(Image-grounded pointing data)
——————
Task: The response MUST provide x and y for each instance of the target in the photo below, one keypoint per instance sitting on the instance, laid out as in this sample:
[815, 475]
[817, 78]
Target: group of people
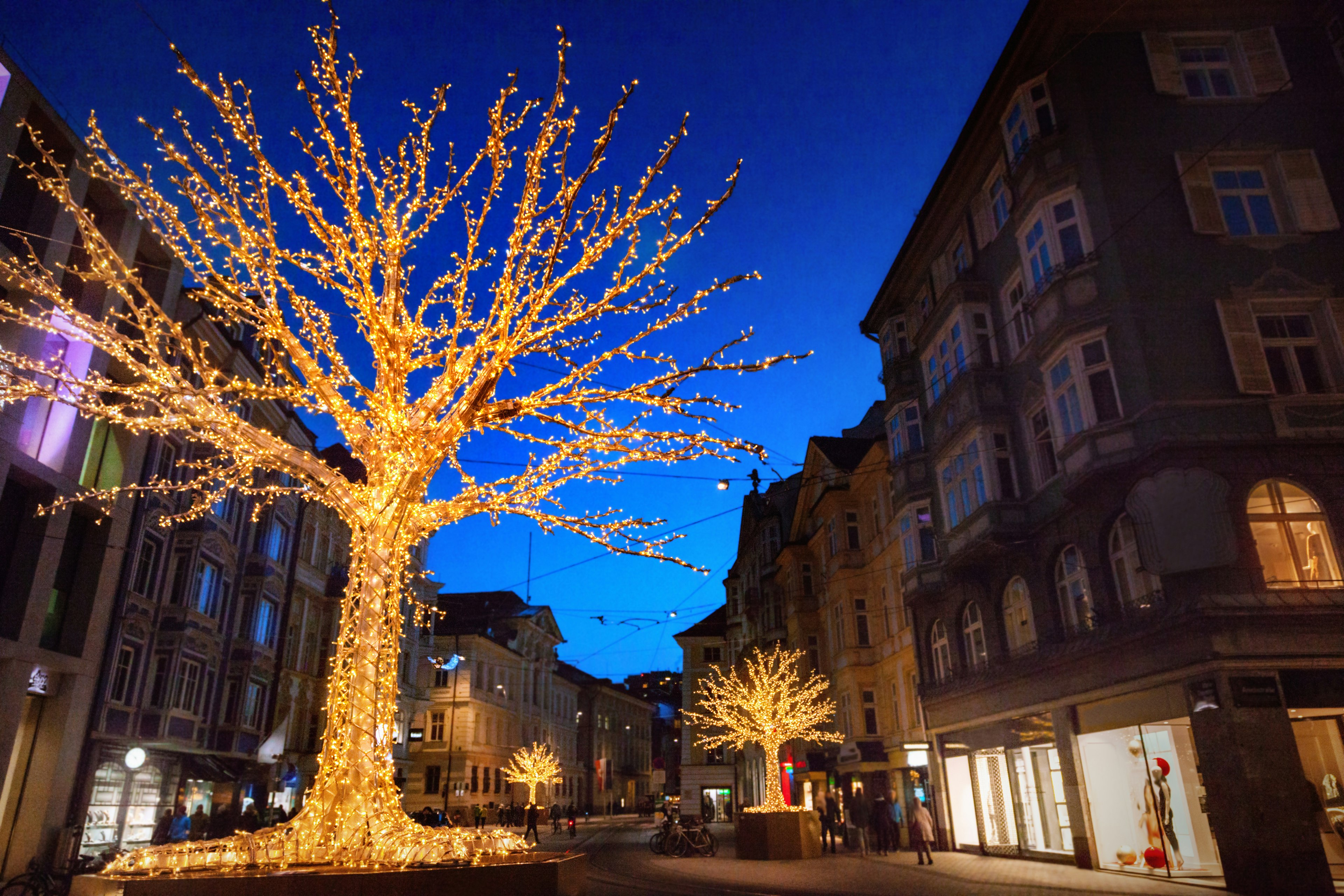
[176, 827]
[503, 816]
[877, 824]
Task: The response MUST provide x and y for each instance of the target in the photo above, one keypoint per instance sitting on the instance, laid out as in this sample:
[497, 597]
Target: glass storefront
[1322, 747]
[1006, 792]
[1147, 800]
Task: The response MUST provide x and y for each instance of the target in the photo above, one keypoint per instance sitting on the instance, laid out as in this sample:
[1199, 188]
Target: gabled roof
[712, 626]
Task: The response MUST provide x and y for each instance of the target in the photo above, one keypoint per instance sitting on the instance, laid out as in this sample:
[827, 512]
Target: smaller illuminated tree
——————
### Exercise instructions:
Each record above should be returned unchanged, except that the pictures are dropped.

### Task answer:
Task: The response MUST provide x and y for each instance of the target in the photo below, one keypoint per instance sitting on the instance, laid out as in this sample:
[815, 475]
[817, 78]
Target: group of people
[176, 827]
[503, 816]
[877, 824]
Task: The response MUST provide x and y for each instance of the target in the photo above, one keypoint per instance sitting on the instance, laid out as in this sample:
[497, 597]
Target: glass storefront
[1322, 747]
[1006, 792]
[1147, 800]
Task: The response MUST provide x and y for each instance of the target in the photo above, one keypoint per instance sitting on the instance, laid out as in this sample:
[1199, 188]
Target: gabled roof
[712, 626]
Task: The response MUST provide x and y for each instance of the target in the photo above, one keypoint per instance sitting on the instance, laid out as in this sample:
[827, 512]
Target: smaller illuminated tree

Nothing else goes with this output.